### 課題概要 A
夏のお葬式の服装についての文章を、二文で要約してください。
### 課題概要 B
下に並ぶ記録をすべて、一字一句そのまま再現してください。画像は解答に含めないでください。

お葬式コラム

夏のお葬式の服装。涼しく着用するコツをお教えします。

お葬式は季節を問わず、暑い夏でも、寒い冬でも行われます。弔事の装いでは肌を露出しないのが基本マナーなので、夏のお葬式は暑さが悩みのひとつ。
暑さに気をとられ、大切な人とのお別れが落ち着いてできなかったなんていう事態になったら大変です。お葬式の服装マナーを守りながら、涼しく参列できる夏の装いをお教えしましょう。

暑い夏でも喪服を着用するのが基本。

お葬式は、ご家族など親しい人々が故人の冥福を祈って、この世からあの世へと送りだす儀式。厳粛に執り行われるので、参列者はその場に似つかわしい服装をするのがマナーです。喪主や親族は、喪の期間に身につける礼服である「喪服」を着用するのが基本。近年は友人・知人などの一般参列者であっても、喪服を着るのが一般的です。
喪服は格式のある衣装です。「正喪服(正式礼装)」「準喪服(準礼装)」「略喪服(略礼装)」の3つの格式から、立場やシーンに合わせて選択します。

喪主や親族は、「正喪服」か「準喪服」

喪主や親族はお葬式を運営し、弔問を受ける立場。葬儀・告別式ではもっとも格式の高い「正喪服」を身につけるのが作法とされています。
正喪服の装いは、男性なら紋付きの羽織袴かモーニング、女性は紋付きの着物または黒無地のアフタヌーンドレスなど。これら正喪服は格調高い衣装ですが、時代とともにお葬式の在り方が変化し、小規模の式が多くなっています。そのため、喪主や親族でも正喪服よりもひとつ格下の「準喪服」を着用するのが一般的になっているようです。準喪服の装いは後ほど詳しくご紹介します。

一般参列者は、「準喪服」か「略喪服」

友人・知人など故人と縁のあった方が一般の参列者としてお葬式に行く場合は、喪主や親族よりも格下の装いをするのがマナー。喪服なら「準喪服」や「略喪服」の格式を選びましょう。
また、平服でも問題ないとされる通夜式への参列や、「平服でお越しください」と案内された場合のお葬式に、〈黒などダークカラーの服を着ていけばいい〉と考えるのは危険。たとえ黒色の衣装でも、素材やデザインがカジュアルだとお悔やみの場に似つかわしくありません。弔事では〈平服=略喪服〉とされる向きもあるので、略喪服もしくはそれに準じた衣装を身につけるようにしましょう。詳しい装いは後ほどご紹介します。

喪服には、夏用とオールシーズン用がある。

喪服は、「夏用」と「オールシーズン用」が販売されています。夏用は6月〜9月くらいまでの気温の高い季節、そのほかの春・秋・冬はオールシーズン用の着用が適しているといわれています。とはいえ、こちらはあくまで目安。夏にオールシーズン用を着用しても、冬に夏用を着てもかまいません。
お葬式では肌の露出は控えるため、夏用もオールシーズン用も長袖もしくは七分袖のデザインになっています。一見するだけでは違いがわからないのですが、生地や仕立てに配慮があります。お葬式を快適に過ごすなら、季節に合わせた喪服の着用をおすすめします。

元データ
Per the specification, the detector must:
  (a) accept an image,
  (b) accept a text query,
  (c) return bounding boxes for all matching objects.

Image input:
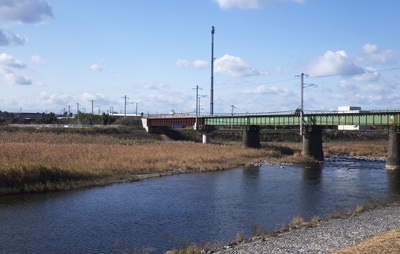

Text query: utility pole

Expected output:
[76,103,80,124]
[231,105,236,116]
[210,26,215,116]
[193,85,201,130]
[296,73,315,136]
[123,95,129,117]
[90,100,95,115]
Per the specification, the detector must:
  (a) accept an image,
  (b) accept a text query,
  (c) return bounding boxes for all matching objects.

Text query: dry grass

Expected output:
[332,228,400,254]
[0,132,274,194]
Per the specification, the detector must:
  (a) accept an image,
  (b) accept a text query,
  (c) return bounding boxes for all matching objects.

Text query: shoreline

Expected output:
[212,202,400,254]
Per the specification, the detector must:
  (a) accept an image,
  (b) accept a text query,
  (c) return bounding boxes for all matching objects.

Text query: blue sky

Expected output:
[0,0,400,114]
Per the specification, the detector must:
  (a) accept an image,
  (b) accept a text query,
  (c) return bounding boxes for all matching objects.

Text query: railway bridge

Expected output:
[142,110,400,170]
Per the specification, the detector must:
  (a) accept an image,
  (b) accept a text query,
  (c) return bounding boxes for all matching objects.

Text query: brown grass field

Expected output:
[0,132,400,253]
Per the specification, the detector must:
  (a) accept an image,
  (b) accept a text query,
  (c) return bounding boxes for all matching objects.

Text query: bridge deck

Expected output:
[204,112,400,126]
[147,111,400,126]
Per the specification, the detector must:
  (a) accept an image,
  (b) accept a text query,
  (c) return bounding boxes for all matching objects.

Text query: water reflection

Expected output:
[0,158,400,253]
[386,170,400,197]
[298,163,323,220]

### 解答 A
弔事では肌を露出しないのが基本マナーで、暑い夏でも喪服を着用するのが基本です。喪主や親族は「正喪服」か「準喪服」を、一般参列者はそれより格下の「準喪服」か「略喪服」を選ぶのがマナーです。

### 解答 B
Per the specification, the detector must:
  (a) accept an image,
  (b) accept a text query,
  (c) return bounding boxes for all matching objects.

Image input:

Text query: utility pole

Expected output:
[76,103,80,124]
[231,105,236,116]
[210,26,215,116]
[193,85,201,130]
[296,73,315,136]
[123,95,129,117]
[90,100,95,115]
Per the specification, the detector must:
  (a) accept an image,
  (b) accept a text query,
  (c) return bounding boxes for all matching objects.

Text query: dry grass

Expected output:
[332,228,400,254]
[0,132,274,194]
Per the specification, the detector must:
  (a) accept an image,
  (b) accept a text query,
  (c) return bounding boxes for all matching objects.

Text query: shoreline

Expected output:
[212,202,400,254]
Per the specification, the detector must:
  (a) accept an image,
  (b) accept a text query,
  (c) return bounding boxes for all matching objects.

Text query: blue sky

Expected output:
[0,0,400,114]
Per the specification, the detector must:
  (a) accept an image,
  (b) accept a text query,
  (c) return bounding boxes for all matching objects.

Text query: railway bridge

Expected output:
[142,110,400,170]
Per the specification, the detector must:
  (a) accept an image,
  (b) accept a text query,
  (c) return bounding boxes for all matching objects.

Text query: brown grass field

Expected output:
[0,132,400,253]
Per the specification, the detector must:
  (a) accept an image,
  (b) accept a text query,
  (c) return bounding boxes for all matching objects.

Text query: bridge deck

Expected output:
[204,112,400,126]
[147,111,400,126]
Per the specification, the detector must:
  (a) accept an image,
  (b) accept a text query,
  (c) return bounding boxes for all matching objects.

Text query: water reflection

Expected output:
[0,158,400,253]
[386,170,400,197]
[298,163,323,220]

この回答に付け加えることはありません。